Reproduce the records below, substituting "every instance receives a separate outline" for every occurrence of "each instance gets its own outline" and leaving all other text unchanged.
━━━━━ DATA SECTION ━━━━━
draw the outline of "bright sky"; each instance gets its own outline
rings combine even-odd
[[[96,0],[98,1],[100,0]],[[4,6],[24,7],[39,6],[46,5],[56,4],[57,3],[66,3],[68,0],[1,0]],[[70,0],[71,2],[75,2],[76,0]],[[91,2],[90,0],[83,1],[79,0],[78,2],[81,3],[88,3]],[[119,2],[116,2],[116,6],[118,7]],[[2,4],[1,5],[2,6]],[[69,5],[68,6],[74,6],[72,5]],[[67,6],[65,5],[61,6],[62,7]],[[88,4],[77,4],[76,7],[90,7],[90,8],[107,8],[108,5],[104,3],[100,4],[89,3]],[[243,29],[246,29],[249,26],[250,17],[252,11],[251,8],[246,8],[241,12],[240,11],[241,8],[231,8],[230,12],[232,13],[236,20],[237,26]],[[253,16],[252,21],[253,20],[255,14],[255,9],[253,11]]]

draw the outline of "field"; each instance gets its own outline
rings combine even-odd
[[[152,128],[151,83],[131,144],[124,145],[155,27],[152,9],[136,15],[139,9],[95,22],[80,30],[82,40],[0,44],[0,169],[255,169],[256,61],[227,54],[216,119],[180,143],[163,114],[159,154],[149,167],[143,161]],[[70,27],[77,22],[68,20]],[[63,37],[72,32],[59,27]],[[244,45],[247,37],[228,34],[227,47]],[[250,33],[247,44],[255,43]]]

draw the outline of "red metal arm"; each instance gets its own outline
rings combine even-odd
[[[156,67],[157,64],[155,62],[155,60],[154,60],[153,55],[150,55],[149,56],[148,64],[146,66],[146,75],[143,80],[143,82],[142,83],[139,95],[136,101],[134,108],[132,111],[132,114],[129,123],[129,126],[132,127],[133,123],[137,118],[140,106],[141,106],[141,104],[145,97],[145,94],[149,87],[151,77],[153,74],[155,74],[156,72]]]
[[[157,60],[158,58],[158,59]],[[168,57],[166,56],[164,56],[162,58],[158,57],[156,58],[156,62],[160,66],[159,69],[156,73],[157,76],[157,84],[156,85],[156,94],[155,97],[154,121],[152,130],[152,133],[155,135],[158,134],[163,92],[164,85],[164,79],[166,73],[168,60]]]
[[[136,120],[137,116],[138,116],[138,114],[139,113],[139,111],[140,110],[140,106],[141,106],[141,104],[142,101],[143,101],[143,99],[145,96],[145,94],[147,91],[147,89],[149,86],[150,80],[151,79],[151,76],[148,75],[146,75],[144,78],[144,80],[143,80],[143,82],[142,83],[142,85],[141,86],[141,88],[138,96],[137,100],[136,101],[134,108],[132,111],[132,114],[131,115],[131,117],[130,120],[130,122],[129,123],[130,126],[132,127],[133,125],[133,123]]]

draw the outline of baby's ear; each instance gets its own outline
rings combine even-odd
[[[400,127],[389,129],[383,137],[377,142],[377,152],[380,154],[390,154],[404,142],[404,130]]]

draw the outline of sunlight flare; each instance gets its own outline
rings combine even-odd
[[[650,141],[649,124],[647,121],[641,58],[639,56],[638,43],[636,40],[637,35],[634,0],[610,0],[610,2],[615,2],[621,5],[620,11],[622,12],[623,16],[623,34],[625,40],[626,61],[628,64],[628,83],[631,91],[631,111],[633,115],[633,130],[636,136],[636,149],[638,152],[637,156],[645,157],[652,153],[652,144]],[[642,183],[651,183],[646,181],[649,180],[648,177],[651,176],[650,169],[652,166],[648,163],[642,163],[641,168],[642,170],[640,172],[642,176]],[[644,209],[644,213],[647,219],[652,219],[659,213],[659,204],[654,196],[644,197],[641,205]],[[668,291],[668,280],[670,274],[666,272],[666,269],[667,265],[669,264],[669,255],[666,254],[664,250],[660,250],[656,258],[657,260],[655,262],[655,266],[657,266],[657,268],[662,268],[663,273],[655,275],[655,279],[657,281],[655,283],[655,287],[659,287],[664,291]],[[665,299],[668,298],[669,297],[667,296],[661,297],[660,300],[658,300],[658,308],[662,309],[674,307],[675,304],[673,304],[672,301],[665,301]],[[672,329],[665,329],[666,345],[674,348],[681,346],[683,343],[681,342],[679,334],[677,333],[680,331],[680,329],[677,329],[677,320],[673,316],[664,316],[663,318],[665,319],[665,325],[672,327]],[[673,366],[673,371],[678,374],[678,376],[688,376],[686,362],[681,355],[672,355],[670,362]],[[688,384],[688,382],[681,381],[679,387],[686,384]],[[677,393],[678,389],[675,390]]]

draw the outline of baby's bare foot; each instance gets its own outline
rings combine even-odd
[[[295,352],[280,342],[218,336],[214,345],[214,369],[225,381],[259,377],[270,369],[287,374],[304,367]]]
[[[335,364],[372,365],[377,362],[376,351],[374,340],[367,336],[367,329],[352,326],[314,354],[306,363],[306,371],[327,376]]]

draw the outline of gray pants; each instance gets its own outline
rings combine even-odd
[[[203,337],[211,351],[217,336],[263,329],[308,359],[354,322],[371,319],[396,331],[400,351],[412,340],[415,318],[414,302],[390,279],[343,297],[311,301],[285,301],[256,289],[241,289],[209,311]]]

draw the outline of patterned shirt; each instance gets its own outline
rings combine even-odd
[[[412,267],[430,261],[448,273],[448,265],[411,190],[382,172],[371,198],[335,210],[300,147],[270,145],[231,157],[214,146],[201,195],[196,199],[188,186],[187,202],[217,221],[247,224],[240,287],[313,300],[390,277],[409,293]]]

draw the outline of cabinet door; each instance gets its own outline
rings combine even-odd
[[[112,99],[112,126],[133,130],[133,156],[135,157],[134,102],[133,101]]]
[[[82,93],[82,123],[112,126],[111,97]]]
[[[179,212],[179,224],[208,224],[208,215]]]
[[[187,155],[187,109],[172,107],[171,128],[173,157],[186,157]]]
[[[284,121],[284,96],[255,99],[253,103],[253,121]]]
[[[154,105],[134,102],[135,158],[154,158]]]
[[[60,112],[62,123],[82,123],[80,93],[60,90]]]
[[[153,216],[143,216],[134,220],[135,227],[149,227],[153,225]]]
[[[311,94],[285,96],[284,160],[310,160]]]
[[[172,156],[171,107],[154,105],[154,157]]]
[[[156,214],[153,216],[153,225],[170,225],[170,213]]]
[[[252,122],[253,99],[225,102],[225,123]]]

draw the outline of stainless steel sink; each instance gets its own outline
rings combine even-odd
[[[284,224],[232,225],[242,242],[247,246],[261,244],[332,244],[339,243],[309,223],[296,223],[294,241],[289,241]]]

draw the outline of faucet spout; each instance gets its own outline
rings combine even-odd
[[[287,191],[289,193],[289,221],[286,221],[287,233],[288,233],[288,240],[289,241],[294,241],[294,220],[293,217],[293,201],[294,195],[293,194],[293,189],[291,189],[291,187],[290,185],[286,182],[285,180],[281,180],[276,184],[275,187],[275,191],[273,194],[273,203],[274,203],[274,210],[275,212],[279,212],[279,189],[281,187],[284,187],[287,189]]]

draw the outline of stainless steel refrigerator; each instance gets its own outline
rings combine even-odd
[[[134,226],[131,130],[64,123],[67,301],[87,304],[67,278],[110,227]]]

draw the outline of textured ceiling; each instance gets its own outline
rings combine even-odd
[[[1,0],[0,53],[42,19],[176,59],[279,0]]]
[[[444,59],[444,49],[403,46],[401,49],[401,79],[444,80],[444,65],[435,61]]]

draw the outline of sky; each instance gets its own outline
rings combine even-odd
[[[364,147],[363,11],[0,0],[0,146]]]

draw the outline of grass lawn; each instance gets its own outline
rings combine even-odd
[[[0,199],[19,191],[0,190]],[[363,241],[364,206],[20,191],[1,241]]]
━━━━━
--- EXERCISE SOLUTION ---
draw the outline of "bright sky"; every instance receives a separate outline
rings combine even-odd
[[[96,0],[98,1],[100,0]],[[4,6],[24,7],[39,6],[46,5],[56,4],[57,3],[66,3],[68,0],[1,0]],[[70,0],[71,2],[75,2],[76,0]],[[91,2],[90,0],[83,1],[79,0],[78,2],[81,3],[88,3]],[[119,2],[116,2],[116,6],[118,7]],[[2,4],[1,5],[2,6]],[[69,5],[68,6],[74,6],[72,5]],[[67,6],[65,5],[61,6],[62,7]],[[88,4],[77,4],[76,7],[90,7],[90,8],[107,8],[108,5],[104,3],[100,4],[89,3]],[[243,29],[246,29],[249,26],[250,17],[252,11],[251,8],[246,8],[241,12],[240,11],[241,8],[231,8],[230,12],[232,13],[236,20],[237,26]],[[253,16],[252,21],[253,20],[255,14],[255,9],[253,11]]]

draw the outline of "field"; every instance receives a separate outline
rings combine even-odd
[[[152,128],[151,83],[131,144],[124,145],[155,27],[152,9],[136,15],[139,9],[95,22],[80,30],[82,40],[0,44],[0,169],[255,169],[256,61],[227,54],[216,119],[180,143],[163,114],[159,154],[149,167],[143,161]],[[70,27],[77,22],[68,20]],[[63,37],[72,32],[59,27]],[[244,45],[247,37],[228,34],[227,47]],[[250,33],[247,44],[255,43]]]

draw the outline of "red metal arm"; every instance receives a separate outline
rings combine even-odd
[[[156,67],[157,64],[155,62],[155,60],[154,60],[153,55],[150,55],[149,56],[148,64],[146,66],[146,75],[143,80],[143,82],[142,83],[139,95],[136,101],[134,108],[132,111],[132,114],[129,123],[129,126],[132,127],[133,123],[137,118],[140,106],[141,106],[141,104],[145,97],[145,94],[149,87],[151,77],[153,74],[155,74],[156,72]]]
[[[157,60],[158,58],[158,59]],[[168,57],[166,56],[164,56],[162,58],[158,57],[156,58],[156,62],[160,66],[159,69],[156,73],[157,76],[157,84],[156,85],[156,94],[155,97],[154,121],[152,130],[152,133],[155,135],[158,134],[163,92],[164,85],[164,79],[166,73],[168,60]]]
[[[136,120],[137,116],[138,116],[138,114],[139,113],[139,111],[140,110],[140,106],[141,106],[141,104],[142,101],[143,101],[143,99],[145,96],[145,94],[147,91],[147,89],[149,86],[150,80],[151,79],[151,76],[148,75],[146,75],[144,78],[144,80],[143,80],[143,82],[142,83],[142,85],[141,86],[141,88],[138,96],[137,100],[136,101],[134,108],[132,111],[132,114],[131,115],[131,117],[130,120],[130,122],[129,123],[130,126],[132,127],[133,125],[133,123]]]

draw the outline of baby's ear; every instance receives a separate outline
rings combine even-odd
[[[400,127],[389,129],[383,137],[377,142],[377,152],[380,154],[390,154],[404,142],[404,130]]]

draw the outline of sunlight flare; every instance receives a separate outline
rings combine even-odd
[[[650,141],[649,124],[647,121],[641,58],[639,56],[638,43],[636,40],[637,35],[634,0],[610,0],[610,2],[615,2],[621,5],[620,11],[622,12],[623,16],[623,34],[625,40],[626,61],[628,64],[628,83],[631,91],[631,111],[633,115],[633,130],[636,136],[636,149],[638,152],[637,156],[645,157],[652,153],[652,144]],[[642,183],[651,183],[646,181],[649,180],[648,177],[651,176],[650,169],[652,166],[648,163],[642,163],[641,168],[642,170],[640,172],[642,176]],[[644,209],[644,213],[647,219],[652,219],[659,213],[659,204],[654,196],[644,197],[641,205]],[[668,291],[668,280],[670,274],[666,272],[666,269],[667,265],[669,264],[669,255],[666,254],[664,250],[660,250],[656,258],[657,260],[655,262],[655,266],[657,266],[657,268],[662,268],[663,273],[655,275],[655,279],[657,281],[655,283],[655,287],[659,287],[664,291]],[[665,299],[668,298],[669,297],[667,296],[661,297],[660,300],[658,300],[658,308],[662,309],[674,307],[675,304],[673,304],[672,301],[665,301]],[[672,329],[665,329],[666,345],[674,348],[681,346],[683,343],[681,342],[679,334],[677,333],[680,331],[680,329],[677,329],[677,320],[673,316],[664,316],[663,318],[665,319],[665,325],[672,327]],[[673,366],[673,371],[678,374],[678,376],[688,376],[686,362],[681,355],[672,355],[670,362]],[[688,384],[688,382],[681,381],[679,387],[686,384]],[[677,393],[678,389],[675,390]]]

draw the outline of baby's bare foot; every instance receives a separate outline
rings combine even-odd
[[[295,352],[280,342],[218,336],[214,345],[214,369],[225,381],[259,377],[270,369],[287,374],[304,367]]]
[[[335,364],[372,365],[377,362],[376,351],[374,340],[367,336],[367,329],[352,326],[314,354],[306,363],[306,371],[327,376]]]

draw the outline of gray pants; every instance receives a separate outline
rings combine even-odd
[[[203,337],[211,351],[217,336],[263,329],[308,359],[354,322],[371,319],[396,331],[400,351],[412,340],[415,318],[414,302],[390,279],[343,297],[311,301],[285,301],[256,289],[241,289],[209,311]]]

draw the outline of patterned shirt; every instance receives a separate outline
rings combine even-odd
[[[412,267],[430,261],[448,273],[448,265],[411,190],[382,172],[371,198],[335,210],[300,147],[270,145],[231,157],[214,146],[201,195],[196,199],[188,186],[187,202],[217,221],[247,224],[240,287],[313,300],[390,277],[409,293]]]

draw the outline of cabinet door; every instance receives a separate outline
rings combine even-odd
[[[112,99],[112,126],[133,130],[133,156],[135,157],[134,102],[133,101]]]
[[[82,93],[82,123],[112,126],[111,97]]]
[[[179,212],[179,224],[208,224],[208,215]]]
[[[187,155],[187,109],[172,107],[171,128],[173,157],[186,157]]]
[[[284,121],[284,96],[255,99],[253,103],[253,121]]]
[[[154,105],[134,102],[135,158],[154,158]]]
[[[60,112],[62,123],[82,123],[80,93],[60,90]]]
[[[153,216],[143,216],[134,220],[135,227],[149,227],[153,225]]]
[[[311,94],[285,96],[284,160],[310,160]]]
[[[172,156],[171,107],[154,105],[154,157]]]
[[[156,214],[153,216],[153,225],[170,225],[170,213]]]
[[[252,122],[253,99],[225,102],[225,123]]]

draw the outline of stainless steel sink; every instance receives a separate outline
rings combine even-odd
[[[284,224],[232,225],[242,242],[247,246],[261,244],[332,244],[339,243],[309,223],[296,223],[294,241],[289,241]]]

draw the outline of faucet spout; every instance receives a separate outline
rings combine even-odd
[[[287,191],[289,193],[289,221],[286,221],[287,233],[288,233],[288,240],[289,241],[294,241],[294,220],[293,217],[293,201],[294,195],[293,194],[293,189],[291,189],[291,187],[290,185],[286,182],[285,180],[281,180],[276,184],[275,187],[275,191],[273,194],[273,203],[274,203],[274,210],[275,212],[279,212],[279,189],[281,187],[284,187],[287,189]]]

draw the outline of stainless steel refrigerator; every instance receives a separate outline
rings combine even-odd
[[[134,226],[131,130],[64,123],[67,301],[87,304],[67,278],[110,227]]]

draw the outline of textured ceiling; every instance receives a separate outline
rings combine even-odd
[[[1,0],[0,53],[42,19],[176,59],[279,0]]]
[[[444,59],[444,49],[403,46],[401,49],[401,79],[444,80],[444,65],[435,61]]]

draw the outline of sky; every instance receives a separate outline
rings combine even-odd
[[[364,147],[363,11],[0,0],[0,146]]]

draw the outline of grass lawn; every instance receives a separate outline
rings combine even-odd
[[[0,199],[19,191],[0,190]],[[363,241],[364,206],[20,191],[1,241]]]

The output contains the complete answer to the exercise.